= İstenen iş =
Gençliğin dine mesafesini konu alan yazıyı, son cümlesinden sonra başlayarak devam ettirin.

= Belge =
_ _ _ _

17 Ocak 2023 Salı

Gençlik Dine Mesafeli mi?

Gençlerimizin ne kadarı ateist ne kadarı deist bilmiyorum. Gördüğüm, zaman zaman sokak röportajlarında bazı gençlerin ateist olduklarını söylemeleri. Ne kadarı kendini bu şekil ifade ediyor ne kadarı toplum ne der baskısı hissederek içindekini dışa vurmuyor, bunu da bilmiyoruz. Bunda, salgınla beraber oluşturulmak istenen yeni dijital düzende dinlere ihtiyacın olmayacağı şeklindeki yorumların etkisi olabilir mi? Yapılmış bir araştırma olmadığı için bu yorumların etkisinin olup olmadığını da bilme imkanımız yok. Ama şu var ki inkar etmese de gençliğin çoğu dine mesafeli. Sadece gençler değil, büyüklerin bir kısmında da bu mesafe dikkatlerden kaçmıyor.

Burada gençliğin dine niçin mesafeli olduğuna dair sebepler üzerinden bir değerlendirmede bulunacağım. Bu değerlendirme için elimde bir veri olmasa da acaba şunlar olabilir mi diye kendi penceremden cevap aramaya çalışacağım.

_ _ _ _

= Sağlanan satırlar =
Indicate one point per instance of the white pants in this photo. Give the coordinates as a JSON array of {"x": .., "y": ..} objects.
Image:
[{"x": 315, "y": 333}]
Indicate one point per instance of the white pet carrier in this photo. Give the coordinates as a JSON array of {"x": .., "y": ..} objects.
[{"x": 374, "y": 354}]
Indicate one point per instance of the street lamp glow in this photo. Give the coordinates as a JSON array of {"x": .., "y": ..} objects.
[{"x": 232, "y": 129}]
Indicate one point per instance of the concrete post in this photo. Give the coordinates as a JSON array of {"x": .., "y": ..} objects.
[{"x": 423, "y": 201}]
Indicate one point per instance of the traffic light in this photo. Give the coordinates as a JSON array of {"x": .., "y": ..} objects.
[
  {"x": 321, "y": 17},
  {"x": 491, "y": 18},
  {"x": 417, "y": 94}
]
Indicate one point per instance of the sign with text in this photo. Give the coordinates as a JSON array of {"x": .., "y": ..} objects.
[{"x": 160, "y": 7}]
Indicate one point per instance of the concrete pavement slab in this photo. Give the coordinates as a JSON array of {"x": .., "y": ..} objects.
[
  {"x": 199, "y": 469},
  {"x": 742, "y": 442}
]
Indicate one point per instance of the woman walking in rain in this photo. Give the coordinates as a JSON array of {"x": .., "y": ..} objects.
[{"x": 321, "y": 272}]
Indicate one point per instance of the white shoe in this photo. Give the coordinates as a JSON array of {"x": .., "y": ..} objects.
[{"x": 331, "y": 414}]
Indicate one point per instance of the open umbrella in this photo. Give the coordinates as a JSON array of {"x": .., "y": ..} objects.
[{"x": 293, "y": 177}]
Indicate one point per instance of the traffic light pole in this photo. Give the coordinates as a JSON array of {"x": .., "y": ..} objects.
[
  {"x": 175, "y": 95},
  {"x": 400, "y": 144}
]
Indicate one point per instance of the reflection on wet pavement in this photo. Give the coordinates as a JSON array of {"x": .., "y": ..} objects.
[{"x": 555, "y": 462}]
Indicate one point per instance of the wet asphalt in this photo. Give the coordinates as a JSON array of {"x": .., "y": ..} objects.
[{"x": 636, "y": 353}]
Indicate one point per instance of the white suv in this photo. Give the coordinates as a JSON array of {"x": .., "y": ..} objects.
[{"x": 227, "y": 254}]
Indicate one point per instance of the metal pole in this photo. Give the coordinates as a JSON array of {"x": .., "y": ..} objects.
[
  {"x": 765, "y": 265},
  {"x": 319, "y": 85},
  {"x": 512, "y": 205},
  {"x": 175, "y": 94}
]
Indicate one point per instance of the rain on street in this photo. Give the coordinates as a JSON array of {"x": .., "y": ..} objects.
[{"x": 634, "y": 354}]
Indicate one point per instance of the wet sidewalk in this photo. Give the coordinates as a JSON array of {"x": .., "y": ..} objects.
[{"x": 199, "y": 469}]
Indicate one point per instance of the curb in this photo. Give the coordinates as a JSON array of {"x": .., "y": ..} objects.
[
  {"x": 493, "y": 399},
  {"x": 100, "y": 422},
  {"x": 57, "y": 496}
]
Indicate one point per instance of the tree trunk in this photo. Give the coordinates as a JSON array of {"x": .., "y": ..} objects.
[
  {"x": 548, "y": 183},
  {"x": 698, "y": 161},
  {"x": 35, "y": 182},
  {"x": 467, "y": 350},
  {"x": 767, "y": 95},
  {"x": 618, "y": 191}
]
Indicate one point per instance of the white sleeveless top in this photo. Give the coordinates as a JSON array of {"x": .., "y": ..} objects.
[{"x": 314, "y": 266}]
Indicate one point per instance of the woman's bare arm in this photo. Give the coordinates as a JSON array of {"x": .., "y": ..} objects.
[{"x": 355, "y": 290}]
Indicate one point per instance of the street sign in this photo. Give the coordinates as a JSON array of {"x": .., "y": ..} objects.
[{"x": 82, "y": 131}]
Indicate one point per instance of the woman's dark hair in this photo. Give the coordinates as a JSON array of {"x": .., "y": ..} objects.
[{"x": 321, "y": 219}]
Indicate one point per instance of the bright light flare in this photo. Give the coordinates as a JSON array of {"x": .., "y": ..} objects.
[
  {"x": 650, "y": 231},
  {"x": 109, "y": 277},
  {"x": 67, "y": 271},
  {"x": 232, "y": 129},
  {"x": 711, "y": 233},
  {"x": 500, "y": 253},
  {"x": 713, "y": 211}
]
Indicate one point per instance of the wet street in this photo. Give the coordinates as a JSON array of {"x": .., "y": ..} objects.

_ _ _ _

= Alıştırma çıktısı =
1. Dini yapıların etkisi olabilir. Bildiğimiz gibi son yıllarda cemaat görünümlü bir yapının darbe teşebbüsü sonucunda dini yapılara dair eleştiriler ayyuka çıktı. Halkımız eskiye oranla cemaat ve grupların ev ve yurtlarına çocuğunu vermemek için eskiye oranla daha titiz. Çünkü yarın şu grup da terör örgütü kapsamına alınır mı endişesi taşıyor. Bunda cemaatlerin gizemliliği, kamuoyuna randıman bazı açıklama ve nahoş görüntüler de etkili olsa gerek. Çoğu insanda cemaat ve grupların gizli ajandası olabilir düşüncesi hakim.

2. Dini bilginin kaynağına herkesin kendi imkanlarıyla ulaşabilir olması. Eskiden dini bir konuda sorular hocalara sorulurdu. Şimdi buna ihtiyaç kalmadı. Çünkü tüm müktesebat dijital ortamda var. İnsanımızın hocası Google oldu artık. Bu alemde ilk defa duyulan ve insanımızı şaşırtan ve ezber bozan bilgiler var. Bu da gençliğin kafasını karıştırmaktadır. Gençlik anlatılanlardan, gördüklerimden ve de okuduklarımdan hangisi sorusunu sormaya itiyor.

3.Son günlerde pek olmasa da dini bazı konuların ulu orta televizyonlarda tartışılması, birinin ak dediğine diğerinin siyah demesi.

4.Tartışma ortamında din adına söz söyleyenlerden bazılarının kırıcı olacak şekilde kaba ve hoşa gitmeyen bir üslubu kullanması,

5.Farklı söz söyleyenlere tahammülsüzlük yapılması. Adeta linçe tabi tutuluyorlar.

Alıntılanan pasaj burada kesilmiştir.